### Task brief
Which lines of the data below hold "white"? Copy each of them.

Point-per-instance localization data
BEGIN
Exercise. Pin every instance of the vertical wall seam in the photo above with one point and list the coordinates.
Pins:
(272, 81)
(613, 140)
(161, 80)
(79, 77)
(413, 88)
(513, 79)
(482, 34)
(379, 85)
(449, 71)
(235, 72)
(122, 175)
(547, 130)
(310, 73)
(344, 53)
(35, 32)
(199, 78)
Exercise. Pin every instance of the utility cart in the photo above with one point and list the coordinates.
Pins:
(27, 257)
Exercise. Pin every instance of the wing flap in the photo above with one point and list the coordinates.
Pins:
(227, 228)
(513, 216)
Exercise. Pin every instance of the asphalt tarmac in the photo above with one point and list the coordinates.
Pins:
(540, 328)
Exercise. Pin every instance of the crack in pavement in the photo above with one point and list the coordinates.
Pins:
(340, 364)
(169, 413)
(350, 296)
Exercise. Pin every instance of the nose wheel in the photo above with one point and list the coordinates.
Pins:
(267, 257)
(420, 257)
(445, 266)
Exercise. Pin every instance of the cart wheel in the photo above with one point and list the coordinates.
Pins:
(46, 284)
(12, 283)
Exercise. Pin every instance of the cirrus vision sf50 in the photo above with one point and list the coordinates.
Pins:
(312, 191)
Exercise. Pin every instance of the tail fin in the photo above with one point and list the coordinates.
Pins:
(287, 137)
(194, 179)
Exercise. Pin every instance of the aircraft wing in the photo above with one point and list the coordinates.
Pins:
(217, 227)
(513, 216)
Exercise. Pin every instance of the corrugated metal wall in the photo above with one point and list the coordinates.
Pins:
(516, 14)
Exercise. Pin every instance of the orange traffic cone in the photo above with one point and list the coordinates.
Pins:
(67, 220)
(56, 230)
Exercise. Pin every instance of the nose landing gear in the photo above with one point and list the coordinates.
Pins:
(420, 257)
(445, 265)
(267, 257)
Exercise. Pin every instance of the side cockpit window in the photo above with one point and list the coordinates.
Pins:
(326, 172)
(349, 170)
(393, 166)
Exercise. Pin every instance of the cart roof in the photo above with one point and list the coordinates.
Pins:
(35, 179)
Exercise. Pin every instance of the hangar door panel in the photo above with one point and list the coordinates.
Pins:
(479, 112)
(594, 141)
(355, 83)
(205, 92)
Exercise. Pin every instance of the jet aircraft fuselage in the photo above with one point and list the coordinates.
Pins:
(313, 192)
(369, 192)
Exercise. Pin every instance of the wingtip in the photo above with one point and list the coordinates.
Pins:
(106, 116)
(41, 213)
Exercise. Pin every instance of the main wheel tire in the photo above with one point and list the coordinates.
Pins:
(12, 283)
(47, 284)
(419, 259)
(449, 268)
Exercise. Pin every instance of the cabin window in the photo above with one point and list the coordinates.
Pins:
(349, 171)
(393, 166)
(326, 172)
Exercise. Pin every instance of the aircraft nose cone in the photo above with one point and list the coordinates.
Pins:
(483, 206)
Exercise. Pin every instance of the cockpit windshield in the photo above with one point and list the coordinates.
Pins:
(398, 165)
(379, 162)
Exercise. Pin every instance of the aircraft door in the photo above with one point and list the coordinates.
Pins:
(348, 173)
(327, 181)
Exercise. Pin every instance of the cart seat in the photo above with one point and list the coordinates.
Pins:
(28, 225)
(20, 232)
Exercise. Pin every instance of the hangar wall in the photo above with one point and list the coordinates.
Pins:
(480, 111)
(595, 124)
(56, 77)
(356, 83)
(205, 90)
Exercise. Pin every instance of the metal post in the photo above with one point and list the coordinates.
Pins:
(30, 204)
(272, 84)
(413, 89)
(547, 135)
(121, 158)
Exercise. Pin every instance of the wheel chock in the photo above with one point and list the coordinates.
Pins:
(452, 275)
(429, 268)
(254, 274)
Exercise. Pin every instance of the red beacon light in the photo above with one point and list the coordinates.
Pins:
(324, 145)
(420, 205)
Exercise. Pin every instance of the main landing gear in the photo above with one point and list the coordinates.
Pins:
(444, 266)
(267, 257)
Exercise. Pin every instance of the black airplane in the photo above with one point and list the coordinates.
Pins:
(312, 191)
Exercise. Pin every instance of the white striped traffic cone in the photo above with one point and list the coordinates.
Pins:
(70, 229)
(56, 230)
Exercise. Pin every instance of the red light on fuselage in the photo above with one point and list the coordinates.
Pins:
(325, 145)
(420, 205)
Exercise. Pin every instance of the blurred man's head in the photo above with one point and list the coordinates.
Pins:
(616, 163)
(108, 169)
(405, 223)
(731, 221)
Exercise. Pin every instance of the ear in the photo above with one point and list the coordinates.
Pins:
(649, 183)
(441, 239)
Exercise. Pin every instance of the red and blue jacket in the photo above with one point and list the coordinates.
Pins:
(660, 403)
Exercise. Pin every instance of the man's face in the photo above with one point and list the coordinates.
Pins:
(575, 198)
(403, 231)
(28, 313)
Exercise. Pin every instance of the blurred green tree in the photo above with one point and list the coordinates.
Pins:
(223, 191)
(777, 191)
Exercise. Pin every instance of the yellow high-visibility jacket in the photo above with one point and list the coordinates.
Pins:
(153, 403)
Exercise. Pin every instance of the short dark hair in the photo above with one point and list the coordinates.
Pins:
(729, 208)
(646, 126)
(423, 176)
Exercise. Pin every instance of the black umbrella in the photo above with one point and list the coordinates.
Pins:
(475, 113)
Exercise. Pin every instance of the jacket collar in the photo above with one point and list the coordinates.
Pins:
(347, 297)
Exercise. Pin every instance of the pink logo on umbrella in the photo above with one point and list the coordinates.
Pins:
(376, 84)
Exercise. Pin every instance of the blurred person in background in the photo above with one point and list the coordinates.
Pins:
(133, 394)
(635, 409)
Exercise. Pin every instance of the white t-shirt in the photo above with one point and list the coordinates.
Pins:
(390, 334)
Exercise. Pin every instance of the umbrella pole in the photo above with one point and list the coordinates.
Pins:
END
### Response area
Exercise. Pin every instance of the white striped traffic cone in the photo above with one point and list the coordinates.
Exercise. Pin every instance of the white t-shirt in the photo above with one point and list the coordinates.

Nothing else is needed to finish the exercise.